Copy out all of the material exactly as presented.

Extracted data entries
##############################
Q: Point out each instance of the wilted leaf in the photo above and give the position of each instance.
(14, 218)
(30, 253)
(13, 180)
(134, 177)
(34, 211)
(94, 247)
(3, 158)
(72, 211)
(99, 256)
##############################
## The response
Q: Point out each instance of the wilted leaf in the photo above and give the position of each instance.
(14, 218)
(30, 253)
(13, 180)
(134, 177)
(34, 211)
(94, 247)
(3, 158)
(72, 211)
(99, 256)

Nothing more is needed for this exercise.